In molti hanno lamentato il fatto che, mentre a livello internazionale la notizia e le immagini degli scontri di Istanbul riempivano le prime pagine dei giornali e meritavano i titoli di apertura dei servizi televisivi, in Turchia sembrava fosse tutto tranquillo. L’immagine simbolo di questa tendenza è quella postata da un manifestante su Twitter: due schermi affiancati nella stessa ora del 2 giugno, uno sintonizzato sulla CNN International e l’altro su CNN Turk, la versione turca del canale di informazione statunitense. La prima riporta le immagini dei disordini di Istanbul; la seconda un documentario sui pinguini. Storia di una rivolta non raccontata, persino sul canale satellitare di proprietà di quel Aydin Dogan che tanto era stato inviso al governo dell’AKP.

Sotto accusa anche il canale NTV, uno dei più popolari in Turchia. Non ha dato copertura degli eventi e una sua camionetta è stata presa d’assalto e imbrattata dai manifestanti con scritte anti-Erdogan. Sempre nella giornata del 2 giugno, mentre nelle piazze imperversavano ancora gli scontri, una folla di qualche centinaio di persone ha preso d’assedio la sede del canale Haberturk, dai cui studi Erdogan stava lanciando in diretta le sue accuse contro Twitter, difendendo il suo operato. C’è addirittura chi dice che una sorta di censura si sarebbe abbattuta sulle immagini e i video via cellulare, ma sembra più probabile che i disguidi siano da attribuire all’enorme traffico di rete in questi concitati momenti.

> CONTENUTO DEL DATASET
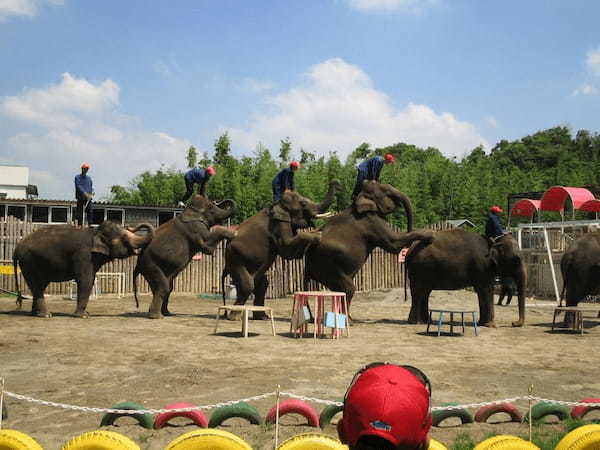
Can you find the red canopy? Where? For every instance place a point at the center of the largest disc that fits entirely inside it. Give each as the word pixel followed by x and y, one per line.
pixel 591 206
pixel 525 207
pixel 554 198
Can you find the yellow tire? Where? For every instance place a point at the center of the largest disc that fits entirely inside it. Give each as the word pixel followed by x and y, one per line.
pixel 312 441
pixel 100 440
pixel 586 437
pixel 506 442
pixel 208 439
pixel 15 440
pixel 436 445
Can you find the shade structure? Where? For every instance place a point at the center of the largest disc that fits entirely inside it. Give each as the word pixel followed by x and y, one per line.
pixel 555 197
pixel 591 206
pixel 525 207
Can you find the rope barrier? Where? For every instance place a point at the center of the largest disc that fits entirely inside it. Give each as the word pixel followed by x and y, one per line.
pixel 273 394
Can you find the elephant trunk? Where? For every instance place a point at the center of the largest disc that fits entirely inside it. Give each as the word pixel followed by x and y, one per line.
pixel 402 199
pixel 139 241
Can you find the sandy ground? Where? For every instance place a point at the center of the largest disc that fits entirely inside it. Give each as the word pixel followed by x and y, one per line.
pixel 118 355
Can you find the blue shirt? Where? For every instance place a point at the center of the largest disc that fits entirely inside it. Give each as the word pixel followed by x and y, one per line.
pixel 196 175
pixel 83 185
pixel 371 168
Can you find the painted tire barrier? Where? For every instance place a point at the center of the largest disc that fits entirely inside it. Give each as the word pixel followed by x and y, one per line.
pixel 544 409
pixel 100 440
pixel 328 413
pixel 242 410
pixel 294 406
pixel 436 445
pixel 577 412
pixel 438 416
pixel 197 416
pixel 506 442
pixel 208 439
pixel 15 440
pixel 312 441
pixel 586 437
pixel 485 412
pixel 145 420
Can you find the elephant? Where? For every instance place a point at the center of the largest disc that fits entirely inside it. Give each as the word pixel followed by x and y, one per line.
pixel 175 243
pixel 271 232
pixel 456 259
pixel 349 237
pixel 64 252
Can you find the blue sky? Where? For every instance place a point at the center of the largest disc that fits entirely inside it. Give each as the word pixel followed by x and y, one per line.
pixel 128 86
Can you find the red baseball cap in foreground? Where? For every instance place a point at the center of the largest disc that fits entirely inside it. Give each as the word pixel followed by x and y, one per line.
pixel 386 401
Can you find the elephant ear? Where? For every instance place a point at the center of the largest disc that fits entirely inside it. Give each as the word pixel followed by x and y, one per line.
pixel 278 213
pixel 99 246
pixel 363 205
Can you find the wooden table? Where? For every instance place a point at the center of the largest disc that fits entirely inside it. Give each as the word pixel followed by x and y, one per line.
pixel 578 324
pixel 441 313
pixel 246 310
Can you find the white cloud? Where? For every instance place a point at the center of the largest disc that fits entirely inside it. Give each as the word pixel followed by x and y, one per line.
pixel 413 6
pixel 79 122
pixel 28 8
pixel 338 108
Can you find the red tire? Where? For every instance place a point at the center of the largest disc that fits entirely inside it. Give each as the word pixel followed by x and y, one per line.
pixel 196 416
pixel 579 411
pixel 485 412
pixel 294 406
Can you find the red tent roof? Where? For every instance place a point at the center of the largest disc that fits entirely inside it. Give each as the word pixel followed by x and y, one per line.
pixel 554 198
pixel 591 206
pixel 525 207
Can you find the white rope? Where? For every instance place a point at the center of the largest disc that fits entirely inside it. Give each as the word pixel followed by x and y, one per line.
pixel 287 394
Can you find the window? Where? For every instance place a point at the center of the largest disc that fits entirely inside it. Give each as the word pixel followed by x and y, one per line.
pixel 16 211
pixel 39 214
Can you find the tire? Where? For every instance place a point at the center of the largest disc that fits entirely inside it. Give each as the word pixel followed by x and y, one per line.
pixel 485 412
pixel 208 439
pixel 328 413
pixel 506 442
pixel 294 406
pixel 242 410
pixel 544 409
pixel 439 416
pixel 15 440
pixel 145 420
pixel 586 437
pixel 578 412
pixel 100 440
pixel 312 441
pixel 196 416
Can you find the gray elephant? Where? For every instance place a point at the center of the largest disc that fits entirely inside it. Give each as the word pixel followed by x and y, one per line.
pixel 63 252
pixel 457 259
pixel 349 237
pixel 271 232
pixel 174 245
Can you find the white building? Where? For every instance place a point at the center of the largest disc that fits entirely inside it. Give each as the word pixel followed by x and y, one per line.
pixel 14 181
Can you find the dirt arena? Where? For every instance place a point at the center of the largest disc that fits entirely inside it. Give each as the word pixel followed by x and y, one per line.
pixel 118 355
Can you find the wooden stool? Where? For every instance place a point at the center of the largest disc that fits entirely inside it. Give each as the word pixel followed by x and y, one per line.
pixel 245 309
pixel 451 312
pixel 337 318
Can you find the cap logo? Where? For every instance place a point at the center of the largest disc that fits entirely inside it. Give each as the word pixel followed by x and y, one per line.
pixel 379 425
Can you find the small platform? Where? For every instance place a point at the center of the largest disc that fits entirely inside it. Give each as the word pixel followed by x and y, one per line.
pixel 578 324
pixel 451 312
pixel 245 310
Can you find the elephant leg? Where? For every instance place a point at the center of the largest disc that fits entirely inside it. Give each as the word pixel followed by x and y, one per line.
pixel 261 283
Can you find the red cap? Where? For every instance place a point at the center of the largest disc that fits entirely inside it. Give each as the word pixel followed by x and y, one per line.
pixel 386 401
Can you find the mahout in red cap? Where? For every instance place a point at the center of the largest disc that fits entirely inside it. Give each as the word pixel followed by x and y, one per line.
pixel 390 402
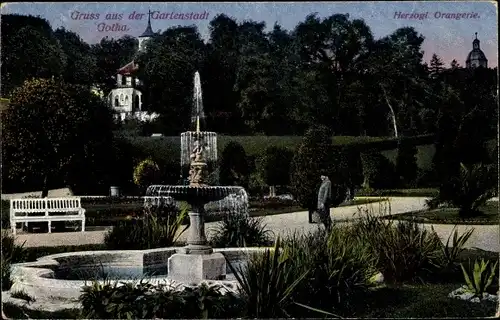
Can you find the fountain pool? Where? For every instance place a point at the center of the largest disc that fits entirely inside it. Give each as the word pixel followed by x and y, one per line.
pixel 61 277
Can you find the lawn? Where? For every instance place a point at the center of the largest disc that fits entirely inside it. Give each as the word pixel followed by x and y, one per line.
pixel 421 192
pixel 423 301
pixel 401 301
pixel 166 147
pixel 109 214
pixel 489 216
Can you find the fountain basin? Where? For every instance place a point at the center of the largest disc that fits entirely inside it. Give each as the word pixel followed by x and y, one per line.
pixel 60 278
pixel 200 194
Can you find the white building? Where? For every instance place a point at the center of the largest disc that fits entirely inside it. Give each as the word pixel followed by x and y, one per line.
pixel 476 58
pixel 126 100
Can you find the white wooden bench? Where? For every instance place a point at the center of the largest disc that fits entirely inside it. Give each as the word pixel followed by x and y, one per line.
pixel 30 210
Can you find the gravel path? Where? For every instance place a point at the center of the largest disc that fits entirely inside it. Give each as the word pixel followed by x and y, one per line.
pixel 485 237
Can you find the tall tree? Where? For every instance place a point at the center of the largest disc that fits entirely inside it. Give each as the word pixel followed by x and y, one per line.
pixel 454 64
pixel 167 70
pixel 395 67
pixel 81 64
pixel 219 76
pixel 56 133
pixel 436 66
pixel 30 52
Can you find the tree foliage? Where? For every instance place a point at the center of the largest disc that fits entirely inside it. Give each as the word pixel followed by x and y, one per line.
pixel 275 166
pixel 314 157
pixel 328 71
pixel 56 133
pixel 146 173
pixel 234 167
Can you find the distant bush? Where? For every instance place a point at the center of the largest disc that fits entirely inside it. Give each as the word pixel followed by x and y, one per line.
pixel 146 173
pixel 316 156
pixel 470 189
pixel 378 171
pixel 234 166
pixel 146 301
pixel 340 266
pixel 406 163
pixel 11 253
pixel 405 251
pixel 274 166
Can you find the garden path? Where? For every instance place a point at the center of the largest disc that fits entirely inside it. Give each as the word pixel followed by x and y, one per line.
pixel 485 237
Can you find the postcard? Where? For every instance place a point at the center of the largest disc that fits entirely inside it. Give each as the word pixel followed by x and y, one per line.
pixel 249 159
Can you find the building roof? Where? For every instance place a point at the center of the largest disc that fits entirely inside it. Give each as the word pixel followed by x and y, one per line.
pixel 128 69
pixel 476 53
pixel 148 33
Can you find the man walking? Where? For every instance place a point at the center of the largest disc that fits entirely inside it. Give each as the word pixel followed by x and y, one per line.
pixel 324 198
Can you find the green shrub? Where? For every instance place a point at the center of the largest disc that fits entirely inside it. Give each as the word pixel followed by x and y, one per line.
pixel 241 231
pixel 470 189
pixel 405 251
pixel 481 277
pixel 274 166
pixel 314 157
pixel 267 283
pixel 406 163
pixel 378 171
pixel 156 229
pixel 451 251
pixel 146 301
pixel 146 173
pixel 5 211
pixel 340 266
pixel 6 281
pixel 10 250
pixel 234 166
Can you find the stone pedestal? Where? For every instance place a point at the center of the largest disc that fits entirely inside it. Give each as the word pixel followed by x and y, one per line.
pixel 194 268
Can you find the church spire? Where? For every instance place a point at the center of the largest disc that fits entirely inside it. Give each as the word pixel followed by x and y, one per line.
pixel 148 33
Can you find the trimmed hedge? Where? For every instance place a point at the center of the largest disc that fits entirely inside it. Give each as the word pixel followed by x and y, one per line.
pixel 169 146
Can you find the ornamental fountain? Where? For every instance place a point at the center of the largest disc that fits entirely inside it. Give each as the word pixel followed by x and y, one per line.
pixel 190 139
pixel 56 281
pixel 197 261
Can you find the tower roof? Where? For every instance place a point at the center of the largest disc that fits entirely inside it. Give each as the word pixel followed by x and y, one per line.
pixel 476 53
pixel 148 33
pixel 128 69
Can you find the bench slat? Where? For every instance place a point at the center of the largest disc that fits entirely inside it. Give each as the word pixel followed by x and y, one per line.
pixel 47 206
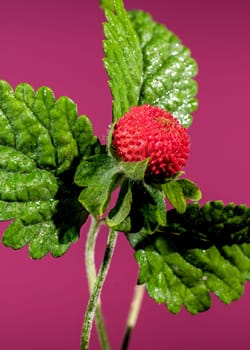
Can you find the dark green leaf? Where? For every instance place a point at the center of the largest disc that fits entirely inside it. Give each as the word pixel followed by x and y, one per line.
pixel 168 69
pixel 98 174
pixel 134 170
pixel 148 210
pixel 39 148
pixel 206 249
pixel 123 58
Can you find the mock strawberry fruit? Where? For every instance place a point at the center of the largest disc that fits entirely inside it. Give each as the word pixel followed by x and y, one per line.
pixel 151 132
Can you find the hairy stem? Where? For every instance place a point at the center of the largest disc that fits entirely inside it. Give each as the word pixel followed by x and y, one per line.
pixel 133 314
pixel 91 276
pixel 97 286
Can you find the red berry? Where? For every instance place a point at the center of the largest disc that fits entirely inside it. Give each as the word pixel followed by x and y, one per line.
pixel 151 132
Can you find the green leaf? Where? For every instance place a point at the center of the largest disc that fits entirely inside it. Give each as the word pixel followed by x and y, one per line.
pixel 174 193
pixel 107 4
pixel 168 69
pixel 206 249
pixel 147 211
pixel 98 174
pixel 37 161
pixel 123 58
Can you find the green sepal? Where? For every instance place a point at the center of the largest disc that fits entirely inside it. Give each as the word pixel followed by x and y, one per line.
pixel 206 249
pixel 168 69
pixel 173 192
pixel 122 207
pixel 190 189
pixel 37 162
pixel 178 191
pixel 134 170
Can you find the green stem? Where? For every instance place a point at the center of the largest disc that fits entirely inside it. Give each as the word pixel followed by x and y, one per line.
pixel 96 291
pixel 91 275
pixel 133 314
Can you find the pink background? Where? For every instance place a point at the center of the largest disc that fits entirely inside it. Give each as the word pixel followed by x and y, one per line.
pixel 58 44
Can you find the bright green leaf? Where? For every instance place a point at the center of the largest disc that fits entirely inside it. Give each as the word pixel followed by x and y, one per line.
pixel 123 58
pixel 168 69
pixel 37 157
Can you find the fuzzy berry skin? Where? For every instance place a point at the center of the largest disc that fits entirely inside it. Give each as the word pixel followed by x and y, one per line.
pixel 151 132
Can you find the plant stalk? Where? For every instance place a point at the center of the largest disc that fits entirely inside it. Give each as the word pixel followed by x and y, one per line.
pixel 133 314
pixel 95 285
pixel 91 276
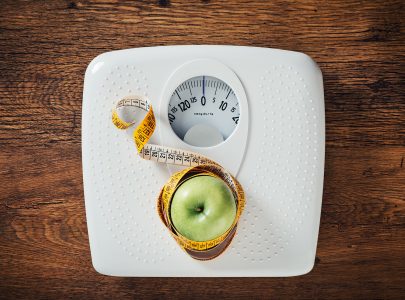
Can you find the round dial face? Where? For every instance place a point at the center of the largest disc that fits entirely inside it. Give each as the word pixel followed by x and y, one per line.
pixel 203 111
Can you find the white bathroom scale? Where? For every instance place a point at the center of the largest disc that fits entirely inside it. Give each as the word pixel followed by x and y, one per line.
pixel 258 112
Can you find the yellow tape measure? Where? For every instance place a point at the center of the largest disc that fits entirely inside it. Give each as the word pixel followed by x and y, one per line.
pixel 196 164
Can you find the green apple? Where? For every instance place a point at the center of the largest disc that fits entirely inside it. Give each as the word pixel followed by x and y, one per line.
pixel 202 208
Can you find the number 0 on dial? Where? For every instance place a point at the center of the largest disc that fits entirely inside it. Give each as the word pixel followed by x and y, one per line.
pixel 203 111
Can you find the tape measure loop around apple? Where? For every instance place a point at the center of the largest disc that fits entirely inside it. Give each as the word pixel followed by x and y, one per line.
pixel 197 165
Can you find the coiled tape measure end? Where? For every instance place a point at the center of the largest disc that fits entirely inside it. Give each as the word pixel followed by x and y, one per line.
pixel 196 165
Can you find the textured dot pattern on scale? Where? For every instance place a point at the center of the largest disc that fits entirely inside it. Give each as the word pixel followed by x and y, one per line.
pixel 272 220
pixel 117 202
pixel 265 228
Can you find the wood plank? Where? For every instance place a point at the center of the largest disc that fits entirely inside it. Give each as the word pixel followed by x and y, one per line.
pixel 45 47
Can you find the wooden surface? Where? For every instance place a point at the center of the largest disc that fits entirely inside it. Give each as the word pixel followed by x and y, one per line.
pixel 45 47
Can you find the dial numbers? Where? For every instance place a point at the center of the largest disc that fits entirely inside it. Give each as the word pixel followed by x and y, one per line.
pixel 203 100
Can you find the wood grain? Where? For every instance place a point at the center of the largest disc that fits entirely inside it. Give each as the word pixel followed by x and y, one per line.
pixel 45 47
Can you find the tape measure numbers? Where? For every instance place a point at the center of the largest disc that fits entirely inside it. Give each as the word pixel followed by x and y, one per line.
pixel 196 164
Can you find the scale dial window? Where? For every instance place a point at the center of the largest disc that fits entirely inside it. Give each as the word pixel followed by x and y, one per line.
pixel 203 111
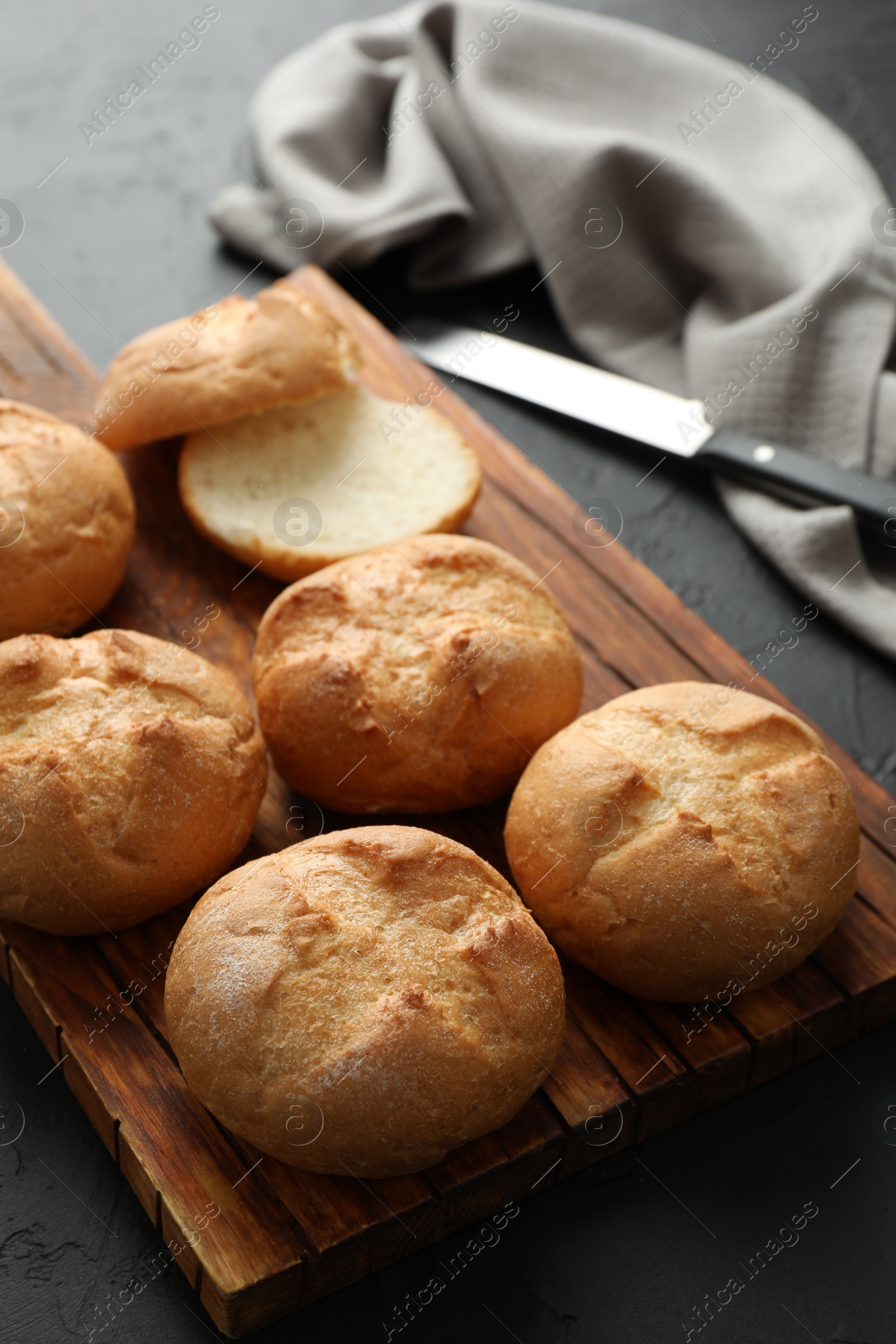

> I TUOI COMPITI
1: Per ognuna di queste affermazioni, di' se è d'accordo con il brano sugli scontri di Istanbul e cita le parole che lo dimostrano: (a) CNN Turk trasmetteva un documentario sui pinguini; (b) il canale NTV ha dato ampia copertura degli eventi; (c) una folla ha assediato la sede del canale Haberturk.
2: Secondo il brano sugli scontri di Istanbul, da quali studi Erdogan lanciava in diretta le sue accuse contro Twitter?
3: Nel brano sugli scontri di Istanbul, riscrivi la parte che comincia con "In molti hanno" e finisce dopo "al governo dell’AKP.", sostituendo "manifestante" con "utente".

> COMPITI SVOLTI
1:
(a) Sì: "la seconda un documentario sui pinguini".
(b) No: "Non ha dato copertura degli eventi".
(c) Sì: "una folla di qualche centinaio di persone ha preso d’assedio la sede del canale Haberturk".

2: Dagli studi del canale Haberturk.

3:
In molti hanno lamentato il fatto che, mentre a livello internazionale la notizia e le immagini degli scontri di Istanbul riempivano le prime pagine dei giornali e meritavano i titoli di apertura dei servizi televisivi, in Turchia sembrava fosse tutto tranquillo. L’immagine simbolo di questa tendenza è quella postata da un utente su Twitter: due schermi affiancati nella stessa ora del 2 giugno, uno sintonizzato sulla CNN International e l’altro su CNN Turk, la versione turca del canale di informazione statunitense. La prima riporta le immagini dei disordini di Istanbul; la seconda un documentario sui pinguini. Storia di una rivolta non raccontata, persino sul canale satellitare di proprietà di quel Aydin Dogan che tanto era stato inviso al governo dell’AKP.